◆ **Document excerpt**:
'''

In short, San Onofre can't even operate at a profit when the government promises both to pay for any catastrophic accident damage that might occur (reducing their insurance costs from prohibitive to piddling) and further promises to take all the waste off San Onofre's hands somehow, someday. San Onofre is even suing the government over the waste issue, since it's costing them money to build semi-permanent and highly-dangerous dry-cask storage systems in the meantime.
Other cost-cutting measures have occurred at San Onofre besides fix-on-fail, such as giving up on finding a permanent home for the Unit One Reactor Pressure Vessel, which sits on the crowded site spewing radiation to the universe right off of Interstate I-5, as do Unit Two's old steam generators. Nobody wants this crud, and the cost of disposal is only going up. So instead, such things just sit there. And they aren't one ten-millionth as radioactive as the so-called "spent" fuel, which, pound-for-pound, is the deadliest stuff on earth.
If they can't get the new steam generators in Unit Two to work properly any time soon, or at all, they may not get permission to replace the leaky steam generators in Unit Three. Despite the federally-funded push for new reactors, and new reactor designs, nuclear power is not working out for the corporations who bought up reactors across the country. Generically they are financially unstable corporations. For example, the owner of Vermont Yankee is trying to create a new limited-liability corporation to avoid upcoming decommissioning costs for Vermont Yankee and half a dozen other nuclear power plants, and to avoid other liabilities. It's not very profitable to be a nuke operator these days, even with all the additional "gimmes" many reactors enjoy, such as rate guarantees and stifled competition.

'''

Point localization data
'''

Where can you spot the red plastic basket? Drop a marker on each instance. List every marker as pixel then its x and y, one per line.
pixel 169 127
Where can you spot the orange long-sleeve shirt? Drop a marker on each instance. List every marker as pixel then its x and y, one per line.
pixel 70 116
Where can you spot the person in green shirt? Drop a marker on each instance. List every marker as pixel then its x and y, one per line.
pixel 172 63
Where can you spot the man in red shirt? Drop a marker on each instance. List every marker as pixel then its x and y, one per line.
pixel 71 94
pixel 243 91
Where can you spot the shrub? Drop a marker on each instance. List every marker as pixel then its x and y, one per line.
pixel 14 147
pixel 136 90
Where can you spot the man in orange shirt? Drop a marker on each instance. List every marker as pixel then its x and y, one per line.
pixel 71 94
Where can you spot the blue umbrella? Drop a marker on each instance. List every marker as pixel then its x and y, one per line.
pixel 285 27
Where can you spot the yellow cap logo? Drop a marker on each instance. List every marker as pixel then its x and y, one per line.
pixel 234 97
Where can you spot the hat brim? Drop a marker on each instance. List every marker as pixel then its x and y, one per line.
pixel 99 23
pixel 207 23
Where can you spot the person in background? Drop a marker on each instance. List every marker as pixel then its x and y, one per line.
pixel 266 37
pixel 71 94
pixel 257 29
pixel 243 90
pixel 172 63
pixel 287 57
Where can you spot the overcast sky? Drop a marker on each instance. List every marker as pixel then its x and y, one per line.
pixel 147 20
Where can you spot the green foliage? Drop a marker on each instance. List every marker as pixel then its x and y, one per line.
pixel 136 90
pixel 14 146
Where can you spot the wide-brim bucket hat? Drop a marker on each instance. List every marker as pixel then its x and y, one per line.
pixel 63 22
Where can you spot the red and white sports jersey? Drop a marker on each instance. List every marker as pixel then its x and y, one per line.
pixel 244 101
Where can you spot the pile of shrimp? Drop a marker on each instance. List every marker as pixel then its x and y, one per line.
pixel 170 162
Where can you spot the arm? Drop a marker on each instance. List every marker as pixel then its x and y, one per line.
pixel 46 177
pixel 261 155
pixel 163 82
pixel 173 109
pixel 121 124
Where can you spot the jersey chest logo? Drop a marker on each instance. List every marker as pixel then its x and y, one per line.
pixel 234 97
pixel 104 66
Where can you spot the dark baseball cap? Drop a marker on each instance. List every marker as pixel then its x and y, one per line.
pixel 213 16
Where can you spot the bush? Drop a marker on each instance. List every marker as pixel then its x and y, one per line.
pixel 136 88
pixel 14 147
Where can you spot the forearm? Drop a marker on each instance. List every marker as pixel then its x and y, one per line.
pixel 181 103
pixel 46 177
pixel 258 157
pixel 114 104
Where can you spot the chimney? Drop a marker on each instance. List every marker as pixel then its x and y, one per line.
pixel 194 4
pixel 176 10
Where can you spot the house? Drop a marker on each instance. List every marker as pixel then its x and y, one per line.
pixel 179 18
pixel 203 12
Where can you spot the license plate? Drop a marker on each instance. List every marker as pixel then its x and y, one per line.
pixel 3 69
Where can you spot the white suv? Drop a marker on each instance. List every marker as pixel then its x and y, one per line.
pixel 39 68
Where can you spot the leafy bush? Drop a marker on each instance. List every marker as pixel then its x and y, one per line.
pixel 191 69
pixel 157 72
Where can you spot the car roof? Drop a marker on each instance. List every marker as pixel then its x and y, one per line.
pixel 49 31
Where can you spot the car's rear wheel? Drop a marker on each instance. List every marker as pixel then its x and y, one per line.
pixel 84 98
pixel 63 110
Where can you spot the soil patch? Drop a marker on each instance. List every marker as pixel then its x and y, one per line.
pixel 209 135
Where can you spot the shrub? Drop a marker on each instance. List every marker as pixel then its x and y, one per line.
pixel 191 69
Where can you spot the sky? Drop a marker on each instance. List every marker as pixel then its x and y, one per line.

'''

◆ **Problem to work on**:
Pick up the passage on San Onofre's nuclear costs and continue it from its last sentence.

◆ **Task result**:
Of course, the NRC doesn't see it that way. They think "SONGS" is singing a fine tune, humming along at quarter power. The NRC thinks the managerial / behavioral / team player problems that San Onofre is experiencing can be solved by showing minor improvements in their human performance metrics charts. Any improvement is considered proof that the problem is solvable, and to just keep going. Any decline just shows that "more needs to be done."
The NRC doesn't see that there is a culture of defiance and cover-up, of lies to the public and lies to each other, of peer pressure and hidden fears and doubt at ALL nuclear power plants, and even within their own staff! They try to hire smart people. But smart people ask: What if the activists are right? Why ARE so many highly respected scientists dead-set AGAINST nuclear power? Sure, there are a few highly qualified nuclear power supporters. But they are almost invariably specialists associated with nuclear energy. For the most part, nuclear supporters are NOT geneticists, epidemiologists, microbiologists, physicians.... humanitarians, philosophers, poets, artists... And they are not "Generalized Thinkers" who try to assess the "Big Picture." They are specialists who have, intentionally or unintentionally, MISSED the big picture.
In an Op-Ed in yesterday's Wall Street Journal, Energy Secretary / pro-nuker Steven Chu admired "Small Modular Reactors" (SMRs) as "affordable" (they aren't) and says they will be "plug and play upon arrival" (I doubt it). He estimated their earliest arrival at ten years in the future, but I wouldn't put money on that time frame (he expects Wall Street to, though). These proposed new reactors will create hazardous fission and activation products just like their big brothers, and there remains no waste solution, because radioactive waste destroys any container you put it in. Even many layers of gold would not suffice forever (though it would be a good start)...
Every nuclear power plant, including Chu's proposed SMRs, are weapons for terrorists and other enemies of humanity. They are prone to failure and even constant vigilance clearly wouldn't be enough -- if it existed.